(Outline records)
* * * * * * *

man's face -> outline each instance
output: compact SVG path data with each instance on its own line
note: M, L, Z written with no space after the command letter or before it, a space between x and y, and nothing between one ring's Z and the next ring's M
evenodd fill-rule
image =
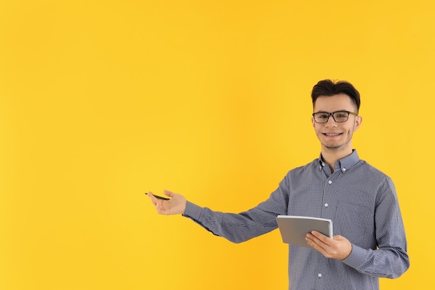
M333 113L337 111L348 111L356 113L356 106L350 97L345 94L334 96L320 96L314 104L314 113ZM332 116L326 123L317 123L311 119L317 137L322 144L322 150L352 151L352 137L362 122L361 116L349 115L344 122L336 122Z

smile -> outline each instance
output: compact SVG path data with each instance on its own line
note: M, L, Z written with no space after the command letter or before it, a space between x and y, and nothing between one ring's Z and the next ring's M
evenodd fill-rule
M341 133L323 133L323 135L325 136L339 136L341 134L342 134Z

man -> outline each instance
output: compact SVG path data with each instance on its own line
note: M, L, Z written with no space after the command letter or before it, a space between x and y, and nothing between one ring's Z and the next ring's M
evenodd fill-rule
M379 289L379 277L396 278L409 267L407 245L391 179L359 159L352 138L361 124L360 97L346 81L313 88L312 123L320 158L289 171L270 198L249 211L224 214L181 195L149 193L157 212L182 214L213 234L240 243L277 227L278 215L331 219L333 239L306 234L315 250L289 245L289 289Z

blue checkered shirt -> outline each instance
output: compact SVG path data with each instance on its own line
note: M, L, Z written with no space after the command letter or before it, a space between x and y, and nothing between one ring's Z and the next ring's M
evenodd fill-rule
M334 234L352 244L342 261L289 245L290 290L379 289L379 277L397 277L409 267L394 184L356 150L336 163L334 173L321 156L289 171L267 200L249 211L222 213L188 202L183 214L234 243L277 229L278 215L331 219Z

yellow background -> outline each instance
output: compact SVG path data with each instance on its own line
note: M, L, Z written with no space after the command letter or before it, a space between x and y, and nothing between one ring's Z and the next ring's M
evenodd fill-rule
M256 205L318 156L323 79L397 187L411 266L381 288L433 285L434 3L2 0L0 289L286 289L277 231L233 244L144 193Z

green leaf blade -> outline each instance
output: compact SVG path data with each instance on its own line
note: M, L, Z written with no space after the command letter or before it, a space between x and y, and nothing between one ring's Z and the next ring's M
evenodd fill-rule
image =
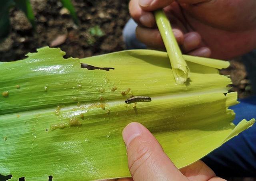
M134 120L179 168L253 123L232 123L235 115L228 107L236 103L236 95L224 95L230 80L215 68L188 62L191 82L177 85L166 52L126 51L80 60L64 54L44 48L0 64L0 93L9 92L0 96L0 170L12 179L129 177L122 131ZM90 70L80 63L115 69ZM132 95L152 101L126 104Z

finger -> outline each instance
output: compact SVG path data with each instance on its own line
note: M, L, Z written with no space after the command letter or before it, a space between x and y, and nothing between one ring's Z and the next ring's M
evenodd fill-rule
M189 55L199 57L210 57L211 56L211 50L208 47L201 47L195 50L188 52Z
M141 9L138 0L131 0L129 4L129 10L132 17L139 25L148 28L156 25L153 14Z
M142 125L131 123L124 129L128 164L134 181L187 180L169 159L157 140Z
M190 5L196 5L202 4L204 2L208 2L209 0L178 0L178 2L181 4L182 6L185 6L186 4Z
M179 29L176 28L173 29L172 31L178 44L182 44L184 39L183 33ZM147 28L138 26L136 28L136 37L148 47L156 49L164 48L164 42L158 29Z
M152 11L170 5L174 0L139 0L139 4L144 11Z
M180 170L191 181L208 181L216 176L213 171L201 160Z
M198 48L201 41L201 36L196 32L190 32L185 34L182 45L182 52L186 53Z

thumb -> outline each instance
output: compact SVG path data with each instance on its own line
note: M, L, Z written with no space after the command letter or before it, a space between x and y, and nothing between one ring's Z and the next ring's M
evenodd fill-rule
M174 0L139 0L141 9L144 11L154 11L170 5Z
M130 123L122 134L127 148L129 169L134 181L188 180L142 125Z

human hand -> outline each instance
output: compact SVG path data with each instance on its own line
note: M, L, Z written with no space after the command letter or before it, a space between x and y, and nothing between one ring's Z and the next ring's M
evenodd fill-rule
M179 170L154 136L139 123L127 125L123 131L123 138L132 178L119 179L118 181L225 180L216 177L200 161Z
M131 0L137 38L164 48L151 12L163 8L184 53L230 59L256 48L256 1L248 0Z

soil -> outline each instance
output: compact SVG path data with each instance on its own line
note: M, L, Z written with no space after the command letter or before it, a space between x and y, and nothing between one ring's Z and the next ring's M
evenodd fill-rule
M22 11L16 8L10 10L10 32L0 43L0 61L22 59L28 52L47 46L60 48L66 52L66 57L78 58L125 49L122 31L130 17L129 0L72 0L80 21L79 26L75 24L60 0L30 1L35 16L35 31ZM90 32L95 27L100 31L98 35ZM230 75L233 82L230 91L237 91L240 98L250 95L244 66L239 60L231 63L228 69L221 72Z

* * * * * * *

# Aim:
Rewrite all the records above, swapping every "outline each instance" for "trace each instance" and changing nothing else. Leave the pictures out of your answer.

# Result for this exercise:
man's face -> trace each instance
output: compact SVG path data with each instance on its own line
note: M, L, Z written with no space after the command letter or before it, a space between x and y, and nothing between one ring's Z and the next ring's M
evenodd fill-rule
image =
M333 113L337 111L348 111L356 113L356 106L350 97L345 94L334 96L320 96L314 104L314 113ZM332 116L326 123L317 123L311 119L317 137L322 144L322 150L352 151L352 137L362 122L361 116L349 115L344 122L336 122Z

smile -> trace each instance
output: compact SVG path data with each instance on its own line
note: M, L, Z written with no space after the command letter or before it, a space between x and y, and nothing between one ring's Z and the next ring's M
evenodd fill-rule
M341 133L323 133L323 135L325 136L339 136L341 134L342 134Z

man -> trace each instance
output: compact SVG path data with each instance on its own line
note: M, L, Z written with no space after the command letter or before it, a space between x and y, and nothing between one ring's Z and the next ring's M
evenodd fill-rule
M379 289L379 277L396 278L409 267L407 245L391 179L359 159L352 138L361 124L360 97L346 81L313 88L312 123L320 158L289 171L270 198L249 211L224 214L181 195L149 193L157 212L182 214L213 234L240 243L277 227L278 215L331 219L333 239L306 234L315 250L289 245L289 289Z

blue checkered shirt -> trace each instance
output: compact SVG path data with each instance on its own line
note: M, L, Z written with no space after the command letter or before it, a space between x and y, and nothing between one ring's Z and the next ring's M
evenodd fill-rule
M334 234L352 244L342 261L289 245L290 290L379 289L379 277L397 277L409 267L394 184L356 150L336 163L334 173L321 156L289 171L267 200L249 211L222 213L188 202L183 214L234 243L277 229L278 215L331 219Z

yellow background -> trace each instance
output: compact SVG path data with each instance on its own line
note: M, L, Z written with no space after the command letter or before it, a space between x and y, and nothing between one ring's Z and the next ring's M
evenodd fill-rule
M256 205L318 156L323 79L397 187L411 266L381 288L433 285L434 3L2 0L0 289L286 289L277 231L233 244L144 193Z

green leaf blade -> trace each instance
output: compact SVG path data with each instance on its own line
note: M, L, Z written with no space after the command letter or before it, a space between x and y, and nothing between one ring's Z and the next ring's M
evenodd fill-rule
image =
M134 120L179 168L253 123L232 123L235 115L228 107L236 103L236 95L224 95L230 80L215 68L188 62L191 82L177 85L166 52L126 51L80 60L64 54L44 48L0 64L0 93L9 92L0 96L0 170L12 179L129 177L122 131ZM90 70L80 63L115 69ZM132 95L152 101L126 104Z

finger -> trace each instance
output: compact SVG path data with each instance on its own line
note: M, L, Z written with no space after the command letter or before it, a space between x and y, and nothing between one ring's Z and the next ring's M
evenodd fill-rule
M189 55L199 57L210 57L211 56L211 50L208 47L201 47L195 50L188 52Z
M141 9L138 0L131 0L129 4L129 10L132 17L139 25L148 28L156 25L153 14Z
M142 125L131 123L124 129L128 164L134 181L187 180L169 159L157 140Z
M190 5L196 5L202 4L204 2L208 2L209 0L178 0L178 2L181 4L182 6L185 6L186 4Z
M179 29L176 28L173 29L172 31L178 44L182 44L184 39L183 33ZM147 28L138 26L136 28L136 37L148 47L156 49L164 48L164 42L158 29Z
M152 11L170 5L174 0L139 0L139 4L144 11Z
M180 170L191 181L208 181L216 176L213 171L201 160Z
M198 48L201 41L201 36L196 32L190 32L185 34L182 45L182 52L186 53Z

thumb -> trace each instance
output: compact SVG path data with each instance on its own line
note: M, L, Z written with no space after the command letter or before it, a space between x and y, and nothing between one ring's Z and the next ring's M
evenodd fill-rule
M174 0L139 0L141 9L144 11L154 11L170 5Z
M130 123L122 134L127 148L129 169L134 181L188 180L142 125Z

human hand -> trace each instance
output: compact SVG path data with each instance on its own line
note: M, L, Z written with no space after the command letter or before it, a space between x and y, and nothing between one ring's Z and the next ring's M
evenodd fill-rule
M179 170L154 136L139 123L127 125L123 131L123 138L132 178L119 179L118 181L225 180L216 177L200 161Z
M131 0L137 38L164 48L151 12L163 8L184 53L230 59L256 48L256 1L248 0Z

soil -> trace each instance
output: compact SVG path data with each instance on its own line
note: M, L, Z written with no space after the command letter or before it, a space between x and y, and nothing between one ring's Z and the next ring's M
evenodd fill-rule
M22 11L16 8L10 10L10 32L0 43L0 61L22 59L28 52L47 46L60 48L66 52L66 57L78 58L125 49L122 31L130 17L129 0L72 0L80 21L79 26L75 24L60 0L30 1L35 16L35 31ZM90 32L95 27L100 31L98 35ZM230 75L233 82L230 91L237 91L240 98L250 95L244 66L239 60L231 63L228 69L221 72Z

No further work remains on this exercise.